• _Task item_
Locate each line in the records below that contains the word "then", and copy every such line.

• _Material for this exercise_
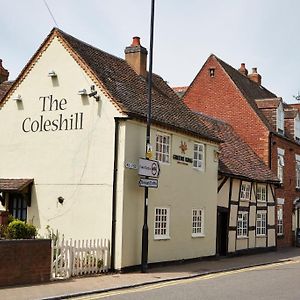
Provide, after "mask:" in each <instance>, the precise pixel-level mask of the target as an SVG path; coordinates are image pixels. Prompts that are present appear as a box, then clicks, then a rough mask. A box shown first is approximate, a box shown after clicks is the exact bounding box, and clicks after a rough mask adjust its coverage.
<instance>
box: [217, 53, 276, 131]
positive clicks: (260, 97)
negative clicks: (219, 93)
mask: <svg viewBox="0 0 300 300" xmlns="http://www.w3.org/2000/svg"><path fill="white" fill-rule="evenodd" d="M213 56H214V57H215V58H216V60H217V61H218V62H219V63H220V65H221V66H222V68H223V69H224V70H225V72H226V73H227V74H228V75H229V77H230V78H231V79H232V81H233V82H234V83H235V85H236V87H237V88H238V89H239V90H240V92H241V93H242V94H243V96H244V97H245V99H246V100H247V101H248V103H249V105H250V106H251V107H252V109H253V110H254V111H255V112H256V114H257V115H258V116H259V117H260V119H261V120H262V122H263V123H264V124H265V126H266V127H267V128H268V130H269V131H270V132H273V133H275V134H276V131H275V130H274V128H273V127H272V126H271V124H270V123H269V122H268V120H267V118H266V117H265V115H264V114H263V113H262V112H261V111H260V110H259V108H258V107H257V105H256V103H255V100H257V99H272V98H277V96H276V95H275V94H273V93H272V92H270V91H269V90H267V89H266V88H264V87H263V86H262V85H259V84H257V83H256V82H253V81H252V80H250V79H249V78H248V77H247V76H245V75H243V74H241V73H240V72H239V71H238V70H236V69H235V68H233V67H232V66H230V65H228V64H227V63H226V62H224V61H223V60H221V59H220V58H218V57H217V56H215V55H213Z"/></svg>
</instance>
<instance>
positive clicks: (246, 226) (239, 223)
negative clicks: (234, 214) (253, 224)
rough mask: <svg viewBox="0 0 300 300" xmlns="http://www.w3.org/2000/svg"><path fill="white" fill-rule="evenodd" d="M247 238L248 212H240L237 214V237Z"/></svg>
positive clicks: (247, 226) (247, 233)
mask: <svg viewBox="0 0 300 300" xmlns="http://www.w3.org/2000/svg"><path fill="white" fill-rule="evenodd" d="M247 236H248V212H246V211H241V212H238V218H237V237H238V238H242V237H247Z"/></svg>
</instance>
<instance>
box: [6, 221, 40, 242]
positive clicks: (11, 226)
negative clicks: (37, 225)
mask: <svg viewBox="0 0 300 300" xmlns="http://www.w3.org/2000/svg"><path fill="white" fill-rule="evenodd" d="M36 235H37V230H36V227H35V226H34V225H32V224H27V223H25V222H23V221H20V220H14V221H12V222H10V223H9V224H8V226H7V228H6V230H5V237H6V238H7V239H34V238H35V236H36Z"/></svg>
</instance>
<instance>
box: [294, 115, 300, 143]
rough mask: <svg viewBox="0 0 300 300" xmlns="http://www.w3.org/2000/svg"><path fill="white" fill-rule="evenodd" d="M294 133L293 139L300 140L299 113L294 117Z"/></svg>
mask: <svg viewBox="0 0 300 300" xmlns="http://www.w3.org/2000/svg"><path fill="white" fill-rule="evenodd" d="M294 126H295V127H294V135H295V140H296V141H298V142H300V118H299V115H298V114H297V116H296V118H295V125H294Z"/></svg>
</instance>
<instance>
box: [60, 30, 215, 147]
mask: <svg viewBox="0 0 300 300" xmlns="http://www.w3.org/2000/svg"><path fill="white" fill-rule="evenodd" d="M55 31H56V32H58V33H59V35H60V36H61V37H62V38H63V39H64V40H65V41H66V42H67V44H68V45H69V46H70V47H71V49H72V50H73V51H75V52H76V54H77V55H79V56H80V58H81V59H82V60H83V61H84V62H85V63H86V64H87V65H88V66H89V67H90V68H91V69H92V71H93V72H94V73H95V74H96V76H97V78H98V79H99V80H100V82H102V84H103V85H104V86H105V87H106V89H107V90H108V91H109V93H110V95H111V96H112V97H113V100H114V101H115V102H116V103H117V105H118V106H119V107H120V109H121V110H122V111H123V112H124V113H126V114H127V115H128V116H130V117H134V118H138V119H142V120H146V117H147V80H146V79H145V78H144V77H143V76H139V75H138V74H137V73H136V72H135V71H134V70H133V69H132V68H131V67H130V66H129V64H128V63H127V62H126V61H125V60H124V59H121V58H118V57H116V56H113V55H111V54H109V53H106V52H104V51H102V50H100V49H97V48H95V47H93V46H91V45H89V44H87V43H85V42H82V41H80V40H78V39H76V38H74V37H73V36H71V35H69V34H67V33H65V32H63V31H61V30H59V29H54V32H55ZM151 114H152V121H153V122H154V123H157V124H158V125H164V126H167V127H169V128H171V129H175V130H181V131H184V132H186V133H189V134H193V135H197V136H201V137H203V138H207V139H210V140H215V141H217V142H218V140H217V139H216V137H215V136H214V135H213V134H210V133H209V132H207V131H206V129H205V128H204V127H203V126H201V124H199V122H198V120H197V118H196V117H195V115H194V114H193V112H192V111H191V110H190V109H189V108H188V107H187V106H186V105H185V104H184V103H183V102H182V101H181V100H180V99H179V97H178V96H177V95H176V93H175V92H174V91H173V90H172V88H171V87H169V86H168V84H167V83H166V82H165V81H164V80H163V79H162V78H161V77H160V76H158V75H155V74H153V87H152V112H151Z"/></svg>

* * *

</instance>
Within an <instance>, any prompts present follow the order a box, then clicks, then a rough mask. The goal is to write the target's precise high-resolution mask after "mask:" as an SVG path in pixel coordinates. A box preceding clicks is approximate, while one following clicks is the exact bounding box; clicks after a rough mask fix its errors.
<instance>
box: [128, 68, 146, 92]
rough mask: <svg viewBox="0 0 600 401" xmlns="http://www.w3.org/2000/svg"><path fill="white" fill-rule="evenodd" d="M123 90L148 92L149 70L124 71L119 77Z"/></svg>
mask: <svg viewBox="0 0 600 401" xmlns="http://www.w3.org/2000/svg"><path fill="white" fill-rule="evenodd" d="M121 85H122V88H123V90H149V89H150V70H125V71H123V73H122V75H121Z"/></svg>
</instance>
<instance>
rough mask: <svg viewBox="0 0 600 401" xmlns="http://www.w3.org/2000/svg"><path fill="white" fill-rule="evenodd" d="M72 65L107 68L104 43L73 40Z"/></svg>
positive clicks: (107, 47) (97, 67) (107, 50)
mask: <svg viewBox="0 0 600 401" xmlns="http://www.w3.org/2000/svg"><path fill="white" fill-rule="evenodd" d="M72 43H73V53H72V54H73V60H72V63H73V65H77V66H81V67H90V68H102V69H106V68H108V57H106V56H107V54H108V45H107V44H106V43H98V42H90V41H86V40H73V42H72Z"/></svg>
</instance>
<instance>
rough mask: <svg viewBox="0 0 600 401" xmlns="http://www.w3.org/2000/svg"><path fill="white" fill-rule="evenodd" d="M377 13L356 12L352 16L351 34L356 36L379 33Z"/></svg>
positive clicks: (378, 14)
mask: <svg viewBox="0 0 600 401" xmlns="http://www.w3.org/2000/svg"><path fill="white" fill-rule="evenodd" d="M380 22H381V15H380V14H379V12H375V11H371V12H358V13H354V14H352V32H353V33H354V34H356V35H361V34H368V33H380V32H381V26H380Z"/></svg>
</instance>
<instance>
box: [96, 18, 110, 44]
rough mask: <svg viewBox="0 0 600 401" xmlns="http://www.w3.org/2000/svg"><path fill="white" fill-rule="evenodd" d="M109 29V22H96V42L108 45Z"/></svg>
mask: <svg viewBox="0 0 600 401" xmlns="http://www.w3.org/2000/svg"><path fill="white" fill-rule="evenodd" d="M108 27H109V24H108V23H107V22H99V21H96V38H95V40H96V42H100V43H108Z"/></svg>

• _Solution to the exercise_
Provide, after "mask:" in each <instance>, the precise pixel-level mask of the target as an SVG path; coordinates are image pixels. Prompts that are present appear as a box, then clicks, then a rough mask. A box shown first is approximate, a box shown after clicks is the exact bounding box, and clicks after a rough mask adjust its coverage.
Within an <instance>, any prompts present follow the order a box, then clicks, then a rough mask. The goal is to write the target's precise high-resolution mask after "mask:" as an SVG path in pixel coordinates. A box preceding clicks is approximate, while one following clicks is the exact bounding box; clicks after a rough mask fix its errors.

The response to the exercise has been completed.